Below, copy word for word the rows from the one containing "Identify each instance of the dartboard" through the one containing "Identify each instance of the frosted", including both of those rows.

Input data —
============
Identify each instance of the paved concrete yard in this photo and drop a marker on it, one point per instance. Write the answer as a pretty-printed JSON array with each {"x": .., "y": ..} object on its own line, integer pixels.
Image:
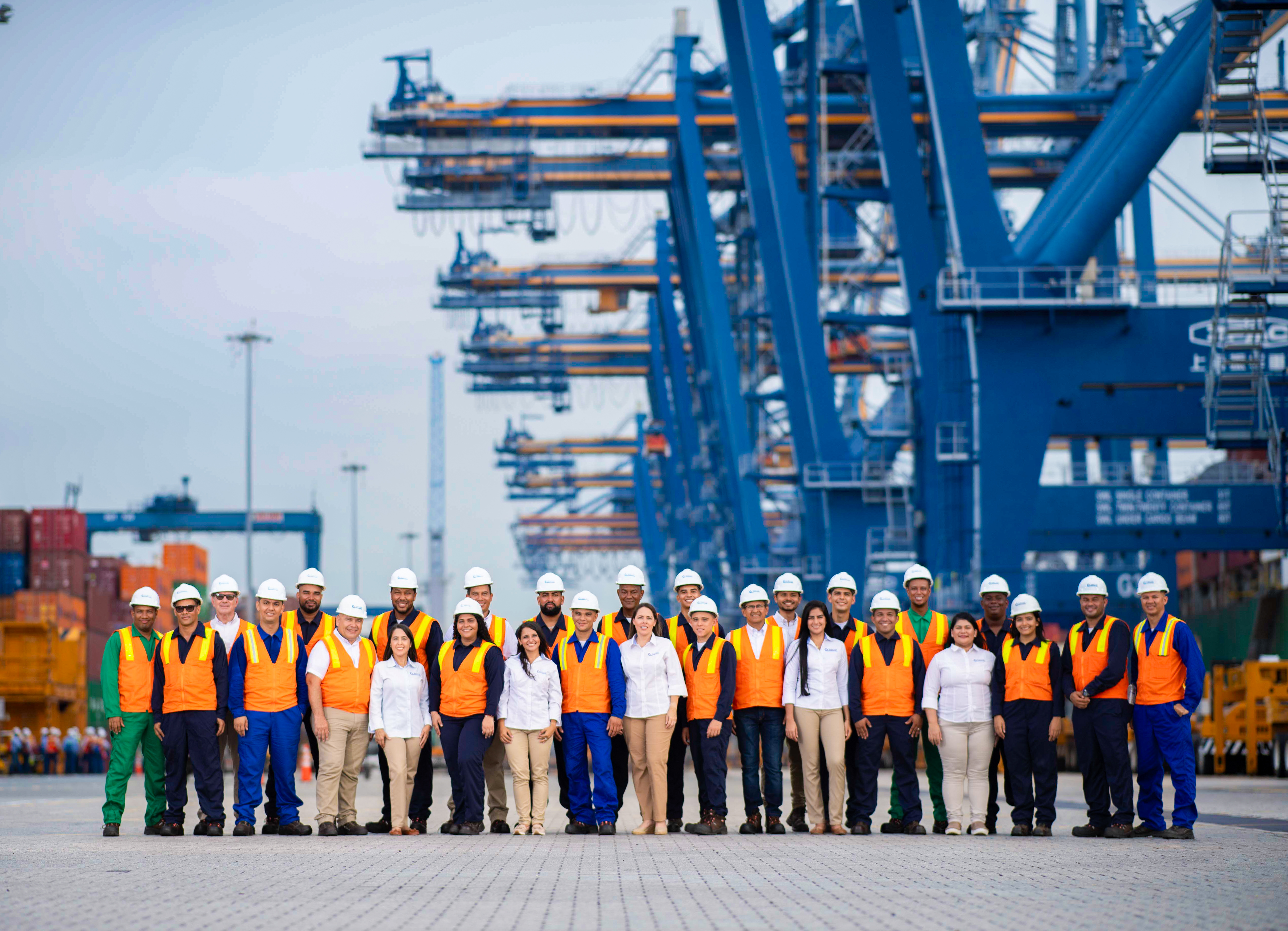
============
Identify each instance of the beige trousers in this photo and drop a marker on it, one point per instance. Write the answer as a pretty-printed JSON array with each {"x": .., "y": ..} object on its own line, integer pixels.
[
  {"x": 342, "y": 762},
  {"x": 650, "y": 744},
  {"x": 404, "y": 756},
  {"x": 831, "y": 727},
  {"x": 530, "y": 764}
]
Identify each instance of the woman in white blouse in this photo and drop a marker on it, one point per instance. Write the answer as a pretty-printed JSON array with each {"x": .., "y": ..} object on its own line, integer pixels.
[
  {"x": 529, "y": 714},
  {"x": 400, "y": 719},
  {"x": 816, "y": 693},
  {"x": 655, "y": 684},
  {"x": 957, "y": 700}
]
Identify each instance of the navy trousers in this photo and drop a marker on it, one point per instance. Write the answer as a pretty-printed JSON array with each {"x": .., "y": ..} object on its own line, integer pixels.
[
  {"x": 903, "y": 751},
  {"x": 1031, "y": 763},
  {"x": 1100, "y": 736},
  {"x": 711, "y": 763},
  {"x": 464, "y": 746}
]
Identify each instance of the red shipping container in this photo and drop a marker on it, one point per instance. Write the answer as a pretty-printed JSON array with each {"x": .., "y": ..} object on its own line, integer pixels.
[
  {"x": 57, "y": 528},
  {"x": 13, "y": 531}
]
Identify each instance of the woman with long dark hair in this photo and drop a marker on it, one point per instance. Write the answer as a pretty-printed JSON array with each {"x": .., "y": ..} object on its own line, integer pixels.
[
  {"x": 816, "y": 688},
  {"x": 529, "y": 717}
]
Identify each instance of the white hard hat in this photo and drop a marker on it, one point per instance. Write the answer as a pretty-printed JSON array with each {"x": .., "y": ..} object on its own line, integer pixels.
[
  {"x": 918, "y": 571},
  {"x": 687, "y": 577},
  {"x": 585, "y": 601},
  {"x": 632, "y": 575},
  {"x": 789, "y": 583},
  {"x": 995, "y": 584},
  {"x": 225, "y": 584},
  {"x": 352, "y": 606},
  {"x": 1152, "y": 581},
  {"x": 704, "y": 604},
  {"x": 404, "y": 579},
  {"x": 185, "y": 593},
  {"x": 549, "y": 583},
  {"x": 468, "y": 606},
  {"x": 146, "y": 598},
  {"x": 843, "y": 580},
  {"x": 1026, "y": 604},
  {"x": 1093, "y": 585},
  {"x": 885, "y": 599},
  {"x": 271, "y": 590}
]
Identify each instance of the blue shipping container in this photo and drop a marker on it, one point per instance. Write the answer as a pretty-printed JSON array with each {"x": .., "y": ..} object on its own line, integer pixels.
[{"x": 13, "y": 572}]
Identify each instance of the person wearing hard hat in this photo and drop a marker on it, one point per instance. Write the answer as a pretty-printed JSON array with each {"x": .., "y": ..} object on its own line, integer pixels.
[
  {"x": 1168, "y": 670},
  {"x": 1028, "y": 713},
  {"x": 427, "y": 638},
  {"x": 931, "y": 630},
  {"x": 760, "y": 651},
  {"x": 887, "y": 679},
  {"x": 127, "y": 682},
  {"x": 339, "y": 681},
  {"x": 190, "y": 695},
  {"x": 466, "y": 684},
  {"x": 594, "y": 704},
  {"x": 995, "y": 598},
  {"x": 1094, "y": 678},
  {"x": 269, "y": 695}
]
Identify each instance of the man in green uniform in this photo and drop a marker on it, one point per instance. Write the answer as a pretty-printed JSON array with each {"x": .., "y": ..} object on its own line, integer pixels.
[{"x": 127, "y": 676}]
============
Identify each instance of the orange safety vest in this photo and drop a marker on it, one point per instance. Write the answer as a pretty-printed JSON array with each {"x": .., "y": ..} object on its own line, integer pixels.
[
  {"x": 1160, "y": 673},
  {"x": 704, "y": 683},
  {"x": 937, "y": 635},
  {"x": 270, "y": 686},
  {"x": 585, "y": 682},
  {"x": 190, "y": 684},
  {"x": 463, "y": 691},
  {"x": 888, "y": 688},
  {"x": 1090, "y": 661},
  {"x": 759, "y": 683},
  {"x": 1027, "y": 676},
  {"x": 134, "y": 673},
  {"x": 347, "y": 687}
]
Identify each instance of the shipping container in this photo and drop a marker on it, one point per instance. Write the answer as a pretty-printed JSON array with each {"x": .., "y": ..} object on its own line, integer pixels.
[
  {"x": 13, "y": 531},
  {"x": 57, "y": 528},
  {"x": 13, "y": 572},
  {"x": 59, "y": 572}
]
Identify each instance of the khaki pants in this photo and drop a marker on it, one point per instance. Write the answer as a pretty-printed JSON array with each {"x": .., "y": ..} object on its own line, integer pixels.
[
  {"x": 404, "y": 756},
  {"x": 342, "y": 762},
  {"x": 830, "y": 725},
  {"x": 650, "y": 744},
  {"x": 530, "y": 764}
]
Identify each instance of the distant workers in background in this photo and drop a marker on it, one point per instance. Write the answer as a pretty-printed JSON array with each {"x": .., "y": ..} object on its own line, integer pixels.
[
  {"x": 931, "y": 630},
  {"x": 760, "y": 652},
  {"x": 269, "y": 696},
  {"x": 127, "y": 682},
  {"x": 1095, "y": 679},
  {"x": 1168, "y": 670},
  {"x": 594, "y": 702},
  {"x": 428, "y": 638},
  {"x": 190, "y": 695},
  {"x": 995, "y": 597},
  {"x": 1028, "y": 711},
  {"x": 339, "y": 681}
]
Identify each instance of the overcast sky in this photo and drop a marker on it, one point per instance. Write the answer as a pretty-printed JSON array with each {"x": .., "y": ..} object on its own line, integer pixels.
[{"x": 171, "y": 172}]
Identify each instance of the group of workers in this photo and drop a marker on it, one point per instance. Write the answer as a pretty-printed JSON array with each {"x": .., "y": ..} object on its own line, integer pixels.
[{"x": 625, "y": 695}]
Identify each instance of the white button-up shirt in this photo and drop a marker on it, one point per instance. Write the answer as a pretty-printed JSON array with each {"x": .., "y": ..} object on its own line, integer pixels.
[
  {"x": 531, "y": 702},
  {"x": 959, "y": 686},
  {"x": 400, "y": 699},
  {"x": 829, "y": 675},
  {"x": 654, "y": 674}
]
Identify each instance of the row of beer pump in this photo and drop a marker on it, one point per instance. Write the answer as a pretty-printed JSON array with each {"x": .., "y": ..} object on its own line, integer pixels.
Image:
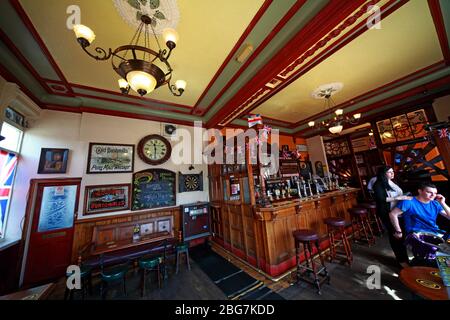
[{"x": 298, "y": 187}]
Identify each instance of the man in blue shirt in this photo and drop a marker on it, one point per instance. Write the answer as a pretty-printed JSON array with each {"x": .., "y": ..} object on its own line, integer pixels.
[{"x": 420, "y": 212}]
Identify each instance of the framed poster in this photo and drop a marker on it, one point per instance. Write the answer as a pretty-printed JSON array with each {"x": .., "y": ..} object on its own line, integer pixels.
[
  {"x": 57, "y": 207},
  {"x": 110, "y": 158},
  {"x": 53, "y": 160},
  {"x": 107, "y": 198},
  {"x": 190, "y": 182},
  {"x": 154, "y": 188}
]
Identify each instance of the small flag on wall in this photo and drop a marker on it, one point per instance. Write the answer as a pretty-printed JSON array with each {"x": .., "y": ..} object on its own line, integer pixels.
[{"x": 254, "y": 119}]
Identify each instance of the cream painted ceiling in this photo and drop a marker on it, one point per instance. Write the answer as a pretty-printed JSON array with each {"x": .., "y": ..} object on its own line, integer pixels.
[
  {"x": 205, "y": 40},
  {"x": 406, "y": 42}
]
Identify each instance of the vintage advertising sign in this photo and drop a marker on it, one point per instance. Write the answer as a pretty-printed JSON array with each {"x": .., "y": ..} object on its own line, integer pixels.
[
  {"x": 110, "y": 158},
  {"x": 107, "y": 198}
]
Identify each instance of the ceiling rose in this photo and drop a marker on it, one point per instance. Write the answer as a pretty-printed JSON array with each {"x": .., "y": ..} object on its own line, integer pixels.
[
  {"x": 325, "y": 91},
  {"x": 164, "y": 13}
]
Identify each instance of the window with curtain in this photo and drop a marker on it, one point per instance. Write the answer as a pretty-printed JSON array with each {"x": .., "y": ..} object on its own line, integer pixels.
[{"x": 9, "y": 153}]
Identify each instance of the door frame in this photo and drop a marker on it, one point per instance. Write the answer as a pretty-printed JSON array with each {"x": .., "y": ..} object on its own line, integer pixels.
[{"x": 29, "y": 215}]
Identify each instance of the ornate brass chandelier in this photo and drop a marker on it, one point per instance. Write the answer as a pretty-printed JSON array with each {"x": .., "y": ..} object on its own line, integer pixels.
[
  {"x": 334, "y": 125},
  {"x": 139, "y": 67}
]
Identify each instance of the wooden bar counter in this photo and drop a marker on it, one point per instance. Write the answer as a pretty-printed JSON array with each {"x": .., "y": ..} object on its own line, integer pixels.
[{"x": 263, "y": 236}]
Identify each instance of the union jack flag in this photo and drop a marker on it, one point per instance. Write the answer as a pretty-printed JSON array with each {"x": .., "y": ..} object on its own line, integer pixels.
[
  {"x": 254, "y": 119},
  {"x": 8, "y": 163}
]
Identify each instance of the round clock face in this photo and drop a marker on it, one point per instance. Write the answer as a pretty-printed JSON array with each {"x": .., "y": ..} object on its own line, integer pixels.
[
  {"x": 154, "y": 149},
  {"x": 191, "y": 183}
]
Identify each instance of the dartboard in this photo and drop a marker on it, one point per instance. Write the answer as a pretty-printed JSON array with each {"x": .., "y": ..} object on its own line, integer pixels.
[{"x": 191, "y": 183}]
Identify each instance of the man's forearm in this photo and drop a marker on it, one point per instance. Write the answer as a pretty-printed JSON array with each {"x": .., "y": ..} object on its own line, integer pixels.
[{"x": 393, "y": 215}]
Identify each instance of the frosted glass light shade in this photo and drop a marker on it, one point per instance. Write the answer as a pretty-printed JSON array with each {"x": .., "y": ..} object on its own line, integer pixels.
============
Solved exercise —
Identify each instance of the dartboard in this photo and drop a marker on it, one point per instance. Write the answer as a pretty-printed JSON array with each {"x": .., "y": ..} object on its own line, integer pixels.
[{"x": 191, "y": 183}]
Identify each instance of the man's forearm in this photo and drop a marker on it, one point per instance. Write the answer as a pretty-printed JSON array with each {"x": .., "y": ..} object on its own line, integer pixels.
[{"x": 393, "y": 215}]
Identify each instance of the frosted glass light shade in this photo and drop a marker on it, one point per instance. Write the answer as a pretty-printed JSON array with each {"x": .., "y": ..} object on its own line, integer pixels.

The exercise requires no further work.